So, yeah, I don't deeply care about trading up for this team as long as the cost isn't exorbitant. I apologize for my heresy to the Analytics Council.

OK, I have set up a good base of positivity. Now let's talk about the next pick.

What to do with Marlin Klein

What I've gathered is that Klein was valued somewhere between the second and fifth round depending on the team. But he was a massive outlier as a second-round pick. He was the 158th pick on the consensus big board, the eleventh-ranked tight end.

NFL teams have their own version of groupthink though, and it works like this: Someone is going to take this player if I don't. They have a good sense of who will be available and who won't. I think the Texans may be right that Klein would have been gone before they picked in the fourth round. It sounded like they had trades in place to move the pick that fell apart at the last minute and they felt like they had to pick somebody.

What it reminded me most of, actually, was when the Texans picked Juice Scruggs in the second round of the 2023 draft. He was the 175th ranked prospect on Arif Hasan's consensus big board. This is a situation where the Texans saw a prospect that checked their boxes – versatility and character – and they had a clear need. I think this is the same trap that the Texans fell into with this pick.

Where that falls apart under further investigation is the relative depth of the classes. Once Scruggs was picked, the next usable center in the draft was – hilariously – Jake Andrews. Luke Wypler led the consensus board, and Olusegun Oluwatimi was next. Those are stopgap starters at best. Klein went in one of the deepest tight end drafts in a long time. And this is a pure projection pick: he had 38 receptions in four years and a 11.1 percent drop rate. He's more of a dogged blocker than someone who jumped off the college tape in the vein of Oscar Delp – not that I'm in any way convinced any metrics or tape scouting can actually identify players that will be good NFL blockers at tight end anyway. Also he wasn't exactly a strong special teams contributor at Michigan, which is weird for a Texans prospect.

The history of tight ends delivering immediate production is rough. And Klein has a lot of depth chart to climb: Dalton Schultz, Foster Moreau, Cade Stover, the return of Brevin Jordan from injury ... I can see why the Texans wanted to upgrade this room, but are they carrying five tight ends? Is someone getting cut or surprise traded? Or are they getting beat out for a roster spot by someone this young with this little passing game experience? Colston Loveland obviously took a major leap from his college production at the same school, but – forgive me Marlin – Klein is no Loveland.

Weird, weird pick. Obviously I don't love it despite hoping it works out. I left this one thinking: Why not a third trade up? I was hoping for a linebacker, myself. The Texans wound up double-tapping that position later, but I think I'd feel a lot better with Jacob Rodriguez or C.J. Allen as a hedge for Azeez Al-Shaair.

Entries for labeling with bounding boxes

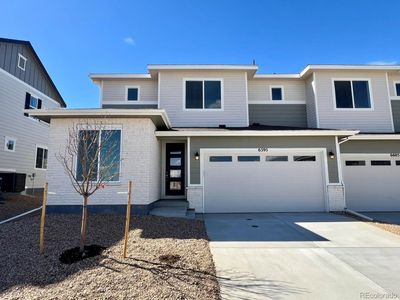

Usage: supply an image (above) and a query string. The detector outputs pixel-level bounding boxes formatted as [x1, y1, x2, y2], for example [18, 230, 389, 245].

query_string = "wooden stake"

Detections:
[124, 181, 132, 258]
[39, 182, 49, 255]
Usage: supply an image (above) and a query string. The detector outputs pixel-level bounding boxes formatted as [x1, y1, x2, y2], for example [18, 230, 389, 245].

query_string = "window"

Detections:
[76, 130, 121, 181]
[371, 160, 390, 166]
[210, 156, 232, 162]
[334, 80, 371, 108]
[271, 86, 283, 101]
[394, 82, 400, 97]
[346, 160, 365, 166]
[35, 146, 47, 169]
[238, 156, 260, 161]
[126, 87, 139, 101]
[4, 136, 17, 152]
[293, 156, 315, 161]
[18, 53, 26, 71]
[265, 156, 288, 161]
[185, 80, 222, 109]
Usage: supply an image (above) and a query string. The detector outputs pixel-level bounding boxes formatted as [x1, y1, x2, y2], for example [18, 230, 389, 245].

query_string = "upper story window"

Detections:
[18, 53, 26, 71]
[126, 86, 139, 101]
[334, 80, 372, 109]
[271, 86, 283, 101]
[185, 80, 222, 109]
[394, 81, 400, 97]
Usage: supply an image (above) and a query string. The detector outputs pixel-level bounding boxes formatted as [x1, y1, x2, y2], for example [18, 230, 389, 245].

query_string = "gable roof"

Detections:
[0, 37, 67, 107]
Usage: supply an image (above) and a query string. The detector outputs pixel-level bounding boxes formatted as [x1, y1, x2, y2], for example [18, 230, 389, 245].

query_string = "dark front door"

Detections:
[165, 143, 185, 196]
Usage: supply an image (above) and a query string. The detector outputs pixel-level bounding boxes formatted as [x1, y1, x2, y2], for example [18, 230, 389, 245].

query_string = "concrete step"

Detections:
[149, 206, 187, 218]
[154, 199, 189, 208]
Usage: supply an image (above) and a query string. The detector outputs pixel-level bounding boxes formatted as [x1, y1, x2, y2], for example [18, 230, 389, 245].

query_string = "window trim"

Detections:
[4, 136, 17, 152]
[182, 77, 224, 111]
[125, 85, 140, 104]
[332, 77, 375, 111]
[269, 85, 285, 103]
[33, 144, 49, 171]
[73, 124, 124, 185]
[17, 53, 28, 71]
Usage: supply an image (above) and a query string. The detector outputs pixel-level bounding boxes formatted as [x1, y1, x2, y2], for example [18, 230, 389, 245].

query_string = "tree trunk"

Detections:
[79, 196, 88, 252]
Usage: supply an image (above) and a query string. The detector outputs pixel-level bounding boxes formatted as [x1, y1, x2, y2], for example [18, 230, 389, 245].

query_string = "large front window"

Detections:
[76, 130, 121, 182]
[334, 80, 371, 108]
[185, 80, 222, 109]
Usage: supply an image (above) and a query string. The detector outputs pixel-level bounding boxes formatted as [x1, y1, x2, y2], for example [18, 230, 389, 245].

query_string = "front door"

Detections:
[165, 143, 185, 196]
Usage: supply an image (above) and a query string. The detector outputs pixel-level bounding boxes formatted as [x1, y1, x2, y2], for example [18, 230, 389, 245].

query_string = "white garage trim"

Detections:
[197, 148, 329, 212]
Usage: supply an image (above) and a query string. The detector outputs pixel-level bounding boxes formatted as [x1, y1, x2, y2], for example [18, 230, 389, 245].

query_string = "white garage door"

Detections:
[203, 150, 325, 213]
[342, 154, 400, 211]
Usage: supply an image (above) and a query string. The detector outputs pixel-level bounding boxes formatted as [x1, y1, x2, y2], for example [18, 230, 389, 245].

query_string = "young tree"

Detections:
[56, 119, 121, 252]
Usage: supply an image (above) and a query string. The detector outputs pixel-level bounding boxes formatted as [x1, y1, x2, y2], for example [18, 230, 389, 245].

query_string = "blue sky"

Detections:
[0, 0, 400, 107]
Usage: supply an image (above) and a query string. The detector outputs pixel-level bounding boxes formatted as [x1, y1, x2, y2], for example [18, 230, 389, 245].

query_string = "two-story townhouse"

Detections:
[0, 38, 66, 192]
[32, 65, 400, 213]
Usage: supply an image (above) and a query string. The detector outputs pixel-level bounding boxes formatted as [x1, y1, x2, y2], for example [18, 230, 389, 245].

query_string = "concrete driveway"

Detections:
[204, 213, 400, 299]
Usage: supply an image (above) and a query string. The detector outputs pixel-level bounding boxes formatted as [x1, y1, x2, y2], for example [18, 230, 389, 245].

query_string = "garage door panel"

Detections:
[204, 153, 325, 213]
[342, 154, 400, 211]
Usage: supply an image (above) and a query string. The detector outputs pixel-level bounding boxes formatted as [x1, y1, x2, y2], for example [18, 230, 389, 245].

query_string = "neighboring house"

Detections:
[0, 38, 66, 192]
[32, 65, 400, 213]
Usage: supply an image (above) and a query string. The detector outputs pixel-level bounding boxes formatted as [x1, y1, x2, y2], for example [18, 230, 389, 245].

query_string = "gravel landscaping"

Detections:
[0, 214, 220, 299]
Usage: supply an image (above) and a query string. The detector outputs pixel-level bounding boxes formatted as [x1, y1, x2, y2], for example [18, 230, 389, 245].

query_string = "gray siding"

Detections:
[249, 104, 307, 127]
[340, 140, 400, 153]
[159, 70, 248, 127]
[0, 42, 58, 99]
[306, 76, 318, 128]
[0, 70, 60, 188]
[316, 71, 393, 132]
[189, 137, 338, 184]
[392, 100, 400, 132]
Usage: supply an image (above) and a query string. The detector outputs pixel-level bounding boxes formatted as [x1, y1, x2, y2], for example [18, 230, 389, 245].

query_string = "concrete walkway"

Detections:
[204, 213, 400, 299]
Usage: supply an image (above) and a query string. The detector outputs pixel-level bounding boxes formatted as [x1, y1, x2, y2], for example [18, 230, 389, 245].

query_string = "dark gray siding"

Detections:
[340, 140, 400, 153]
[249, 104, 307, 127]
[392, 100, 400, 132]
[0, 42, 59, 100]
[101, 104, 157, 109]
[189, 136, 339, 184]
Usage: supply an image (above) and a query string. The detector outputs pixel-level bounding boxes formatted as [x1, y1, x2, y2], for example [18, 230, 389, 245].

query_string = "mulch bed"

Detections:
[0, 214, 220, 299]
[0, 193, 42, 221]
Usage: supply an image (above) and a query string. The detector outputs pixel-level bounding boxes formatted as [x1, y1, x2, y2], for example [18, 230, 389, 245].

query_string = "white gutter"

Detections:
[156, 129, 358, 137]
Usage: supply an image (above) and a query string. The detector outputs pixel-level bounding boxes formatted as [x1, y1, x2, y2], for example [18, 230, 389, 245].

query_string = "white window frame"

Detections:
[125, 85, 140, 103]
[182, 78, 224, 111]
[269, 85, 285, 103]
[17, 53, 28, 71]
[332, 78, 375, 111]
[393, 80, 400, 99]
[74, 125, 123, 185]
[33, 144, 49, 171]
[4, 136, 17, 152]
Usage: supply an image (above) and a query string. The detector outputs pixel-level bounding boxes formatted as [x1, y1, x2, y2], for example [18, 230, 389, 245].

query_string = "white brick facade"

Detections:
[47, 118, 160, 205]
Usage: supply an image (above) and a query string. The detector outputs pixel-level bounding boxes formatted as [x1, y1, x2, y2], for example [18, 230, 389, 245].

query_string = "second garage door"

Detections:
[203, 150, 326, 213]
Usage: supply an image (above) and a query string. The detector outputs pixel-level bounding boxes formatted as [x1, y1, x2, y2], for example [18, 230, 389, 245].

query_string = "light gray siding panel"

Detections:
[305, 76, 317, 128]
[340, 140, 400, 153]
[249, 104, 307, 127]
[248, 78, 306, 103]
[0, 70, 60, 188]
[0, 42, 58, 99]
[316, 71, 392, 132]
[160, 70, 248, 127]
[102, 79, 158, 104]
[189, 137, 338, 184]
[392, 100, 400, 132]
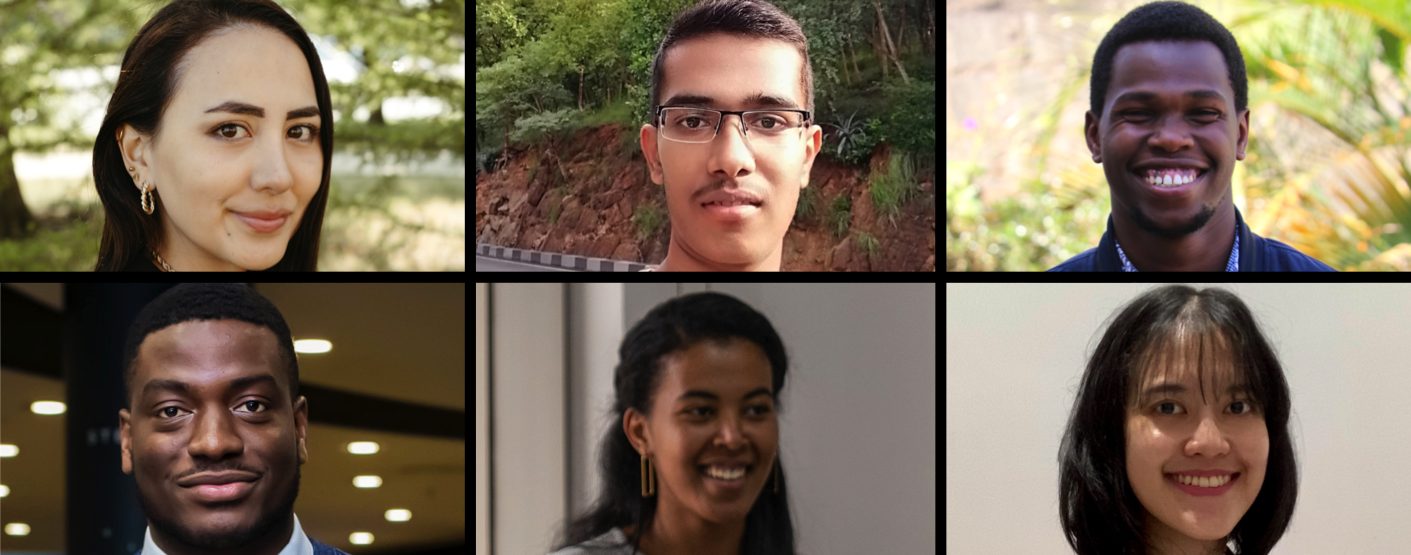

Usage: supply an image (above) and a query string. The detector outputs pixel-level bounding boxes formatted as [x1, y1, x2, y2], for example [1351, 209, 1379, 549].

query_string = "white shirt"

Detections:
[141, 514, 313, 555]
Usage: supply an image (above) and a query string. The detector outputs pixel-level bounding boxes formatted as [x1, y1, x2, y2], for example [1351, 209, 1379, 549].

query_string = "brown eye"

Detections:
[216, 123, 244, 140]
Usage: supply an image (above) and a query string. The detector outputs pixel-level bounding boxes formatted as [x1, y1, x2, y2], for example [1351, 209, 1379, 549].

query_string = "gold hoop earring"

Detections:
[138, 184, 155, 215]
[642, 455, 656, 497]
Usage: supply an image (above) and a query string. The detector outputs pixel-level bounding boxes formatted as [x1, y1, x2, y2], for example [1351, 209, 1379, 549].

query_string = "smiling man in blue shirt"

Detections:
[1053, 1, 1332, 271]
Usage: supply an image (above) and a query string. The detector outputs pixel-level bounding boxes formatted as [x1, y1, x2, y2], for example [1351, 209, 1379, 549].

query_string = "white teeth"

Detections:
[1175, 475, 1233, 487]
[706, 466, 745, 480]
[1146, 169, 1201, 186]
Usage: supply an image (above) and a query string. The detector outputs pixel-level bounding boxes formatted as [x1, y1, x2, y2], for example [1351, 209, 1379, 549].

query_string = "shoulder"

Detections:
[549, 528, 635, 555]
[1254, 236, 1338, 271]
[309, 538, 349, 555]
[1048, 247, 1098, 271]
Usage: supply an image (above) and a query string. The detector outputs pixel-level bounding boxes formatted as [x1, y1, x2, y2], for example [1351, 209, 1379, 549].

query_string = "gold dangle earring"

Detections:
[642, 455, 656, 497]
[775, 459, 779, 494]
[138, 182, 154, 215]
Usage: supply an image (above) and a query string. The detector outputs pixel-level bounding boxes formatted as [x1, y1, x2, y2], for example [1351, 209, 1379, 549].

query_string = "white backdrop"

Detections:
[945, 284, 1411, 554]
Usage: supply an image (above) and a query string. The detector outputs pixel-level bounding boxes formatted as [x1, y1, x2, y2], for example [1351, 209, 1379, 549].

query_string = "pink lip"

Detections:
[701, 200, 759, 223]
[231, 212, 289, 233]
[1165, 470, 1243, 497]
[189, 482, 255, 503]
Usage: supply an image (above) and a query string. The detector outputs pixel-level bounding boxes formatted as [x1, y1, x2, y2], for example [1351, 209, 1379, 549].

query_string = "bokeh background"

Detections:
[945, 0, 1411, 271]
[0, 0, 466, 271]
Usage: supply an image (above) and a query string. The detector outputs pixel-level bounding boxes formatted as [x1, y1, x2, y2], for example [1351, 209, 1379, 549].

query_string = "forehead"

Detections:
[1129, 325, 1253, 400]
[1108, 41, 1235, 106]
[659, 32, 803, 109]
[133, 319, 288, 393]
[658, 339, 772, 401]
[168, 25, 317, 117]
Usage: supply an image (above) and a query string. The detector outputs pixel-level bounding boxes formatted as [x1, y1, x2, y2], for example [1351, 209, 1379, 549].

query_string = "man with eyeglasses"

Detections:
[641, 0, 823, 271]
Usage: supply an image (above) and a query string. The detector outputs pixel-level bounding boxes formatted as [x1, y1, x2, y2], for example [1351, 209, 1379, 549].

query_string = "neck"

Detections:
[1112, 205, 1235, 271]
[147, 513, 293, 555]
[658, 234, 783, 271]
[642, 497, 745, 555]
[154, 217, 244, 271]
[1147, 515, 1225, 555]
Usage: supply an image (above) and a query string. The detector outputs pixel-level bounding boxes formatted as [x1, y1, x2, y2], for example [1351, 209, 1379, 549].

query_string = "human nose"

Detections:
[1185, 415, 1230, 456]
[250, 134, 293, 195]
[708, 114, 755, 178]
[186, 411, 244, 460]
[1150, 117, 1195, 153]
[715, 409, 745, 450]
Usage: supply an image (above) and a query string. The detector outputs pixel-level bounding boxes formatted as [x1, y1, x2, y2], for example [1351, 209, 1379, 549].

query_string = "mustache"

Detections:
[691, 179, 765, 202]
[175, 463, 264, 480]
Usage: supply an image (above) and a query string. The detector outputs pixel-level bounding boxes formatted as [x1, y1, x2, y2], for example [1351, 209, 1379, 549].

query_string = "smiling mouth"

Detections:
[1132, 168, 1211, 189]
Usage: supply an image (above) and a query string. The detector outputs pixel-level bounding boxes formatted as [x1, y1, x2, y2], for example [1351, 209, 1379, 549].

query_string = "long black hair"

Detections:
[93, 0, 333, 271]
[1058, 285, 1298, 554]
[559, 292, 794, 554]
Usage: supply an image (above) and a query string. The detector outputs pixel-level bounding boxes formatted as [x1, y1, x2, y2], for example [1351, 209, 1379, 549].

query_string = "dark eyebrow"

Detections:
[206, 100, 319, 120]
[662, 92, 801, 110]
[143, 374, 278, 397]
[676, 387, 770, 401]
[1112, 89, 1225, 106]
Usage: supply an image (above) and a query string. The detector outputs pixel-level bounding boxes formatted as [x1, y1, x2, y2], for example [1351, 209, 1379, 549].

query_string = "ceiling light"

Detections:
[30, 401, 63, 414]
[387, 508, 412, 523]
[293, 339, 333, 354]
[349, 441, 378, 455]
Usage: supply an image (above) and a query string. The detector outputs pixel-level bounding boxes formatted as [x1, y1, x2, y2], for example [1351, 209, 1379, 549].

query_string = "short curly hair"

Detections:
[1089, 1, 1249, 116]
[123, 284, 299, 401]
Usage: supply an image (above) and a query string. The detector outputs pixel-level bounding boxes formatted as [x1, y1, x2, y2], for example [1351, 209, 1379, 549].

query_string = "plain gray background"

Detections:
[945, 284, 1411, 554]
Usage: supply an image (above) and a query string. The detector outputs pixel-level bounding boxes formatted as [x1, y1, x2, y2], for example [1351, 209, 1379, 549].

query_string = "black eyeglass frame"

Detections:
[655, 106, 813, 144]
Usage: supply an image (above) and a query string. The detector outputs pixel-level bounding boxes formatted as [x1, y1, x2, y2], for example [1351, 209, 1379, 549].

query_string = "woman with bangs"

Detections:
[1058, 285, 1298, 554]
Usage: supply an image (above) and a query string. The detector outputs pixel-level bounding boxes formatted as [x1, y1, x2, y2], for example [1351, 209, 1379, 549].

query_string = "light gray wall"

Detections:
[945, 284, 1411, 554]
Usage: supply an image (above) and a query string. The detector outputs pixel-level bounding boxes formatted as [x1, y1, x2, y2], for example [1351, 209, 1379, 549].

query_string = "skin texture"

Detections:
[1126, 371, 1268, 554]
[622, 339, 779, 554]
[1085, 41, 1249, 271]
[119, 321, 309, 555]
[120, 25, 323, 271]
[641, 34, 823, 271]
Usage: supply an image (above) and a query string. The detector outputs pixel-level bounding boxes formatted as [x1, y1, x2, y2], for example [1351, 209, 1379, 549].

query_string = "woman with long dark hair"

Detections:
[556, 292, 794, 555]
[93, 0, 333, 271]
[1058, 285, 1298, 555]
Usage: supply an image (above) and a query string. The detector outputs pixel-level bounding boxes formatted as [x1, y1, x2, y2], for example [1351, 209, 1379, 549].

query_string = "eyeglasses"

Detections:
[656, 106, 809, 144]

# Set tasks:
a. Echo the draft commentary word for word, everything from "What I've gathered" down to "eleventh-ranked tight end.".
b. State how many lines of the entries contain the string "story", treating uppercase and lowercase as different, and reply with the number alone.
The draft commentary and the entries are unrelated to each other.

# Responses for each task:
a.
What I've gathered is that Klein was valued somewhere between the second and fifth round depending on the team. But he was a massive outlier as a second-round pick. He was the 158th pick on the consensus big board, the eleventh-ranked tight end.

b. 2